DIRECTIVE — Rewrite the listing from its first line through the line with "Prompt: bare branch", substituting "locator" for "detector" and keeping everything else the same. Leave the pictures out of your answer.

— Begin SUPPLIED RECORDS —

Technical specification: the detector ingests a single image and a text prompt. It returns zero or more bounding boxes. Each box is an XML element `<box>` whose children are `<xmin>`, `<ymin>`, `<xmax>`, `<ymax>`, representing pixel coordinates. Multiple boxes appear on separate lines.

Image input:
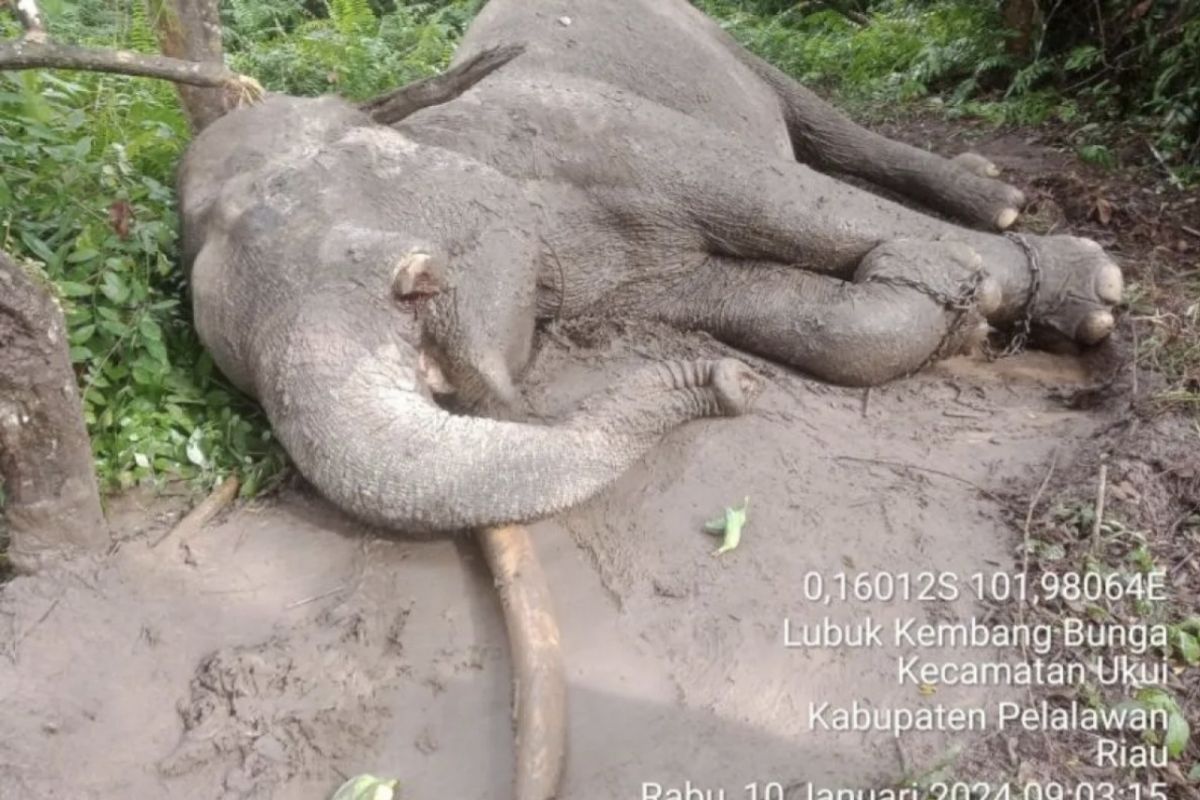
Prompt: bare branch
<box><xmin>17</xmin><ymin>0</ymin><xmax>46</xmax><ymax>42</ymax></box>
<box><xmin>0</xmin><ymin>38</ymin><xmax>257</xmax><ymax>89</ymax></box>
<box><xmin>145</xmin><ymin>0</ymin><xmax>229</xmax><ymax>132</ymax></box>
<box><xmin>359</xmin><ymin>44</ymin><xmax>524</xmax><ymax>125</ymax></box>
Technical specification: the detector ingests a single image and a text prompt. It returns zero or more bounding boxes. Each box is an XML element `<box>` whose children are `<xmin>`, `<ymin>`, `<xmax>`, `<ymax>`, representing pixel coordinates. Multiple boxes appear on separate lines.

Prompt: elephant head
<box><xmin>180</xmin><ymin>97</ymin><xmax>756</xmax><ymax>529</ymax></box>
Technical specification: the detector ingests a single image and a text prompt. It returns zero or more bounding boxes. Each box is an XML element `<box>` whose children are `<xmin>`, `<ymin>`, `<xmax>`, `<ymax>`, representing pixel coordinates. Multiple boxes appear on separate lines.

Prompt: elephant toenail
<box><xmin>1096</xmin><ymin>264</ymin><xmax>1124</xmax><ymax>305</ymax></box>
<box><xmin>976</xmin><ymin>278</ymin><xmax>1004</xmax><ymax>317</ymax></box>
<box><xmin>1075</xmin><ymin>311</ymin><xmax>1116</xmax><ymax>344</ymax></box>
<box><xmin>996</xmin><ymin>209</ymin><xmax>1021</xmax><ymax>230</ymax></box>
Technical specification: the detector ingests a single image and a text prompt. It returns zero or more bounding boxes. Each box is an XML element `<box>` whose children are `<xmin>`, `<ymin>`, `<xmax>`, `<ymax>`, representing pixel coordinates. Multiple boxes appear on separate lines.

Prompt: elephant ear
<box><xmin>391</xmin><ymin>249</ymin><xmax>446</xmax><ymax>302</ymax></box>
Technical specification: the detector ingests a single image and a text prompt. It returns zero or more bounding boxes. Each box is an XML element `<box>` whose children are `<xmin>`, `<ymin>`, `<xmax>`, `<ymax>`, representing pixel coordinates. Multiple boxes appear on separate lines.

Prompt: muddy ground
<box><xmin>0</xmin><ymin>128</ymin><xmax>1195</xmax><ymax>800</ymax></box>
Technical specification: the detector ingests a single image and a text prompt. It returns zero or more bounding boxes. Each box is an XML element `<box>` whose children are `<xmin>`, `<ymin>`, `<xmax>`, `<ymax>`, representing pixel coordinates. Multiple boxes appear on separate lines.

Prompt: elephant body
<box><xmin>180</xmin><ymin>0</ymin><xmax>1121</xmax><ymax>529</ymax></box>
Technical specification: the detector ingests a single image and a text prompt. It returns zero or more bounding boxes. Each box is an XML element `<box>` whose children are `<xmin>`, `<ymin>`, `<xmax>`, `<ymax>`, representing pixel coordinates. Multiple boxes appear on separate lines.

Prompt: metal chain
<box><xmin>863</xmin><ymin>270</ymin><xmax>984</xmax><ymax>377</ymax></box>
<box><xmin>988</xmin><ymin>233</ymin><xmax>1042</xmax><ymax>359</ymax></box>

— End SUPPLIED RECORDS —

ANSWER TO THIS EXERCISE —
Technical specification: the locator ingests a single image and a text prompt. It returns zero or more bounding boxes. Each box is an XML element `<box>` whose children are `<xmin>`, `<ymin>`, `<xmax>`, `<ymax>`, representing pixel coordinates. Multiple boxes appear on separate lines.

Image input:
Prompt: bare branch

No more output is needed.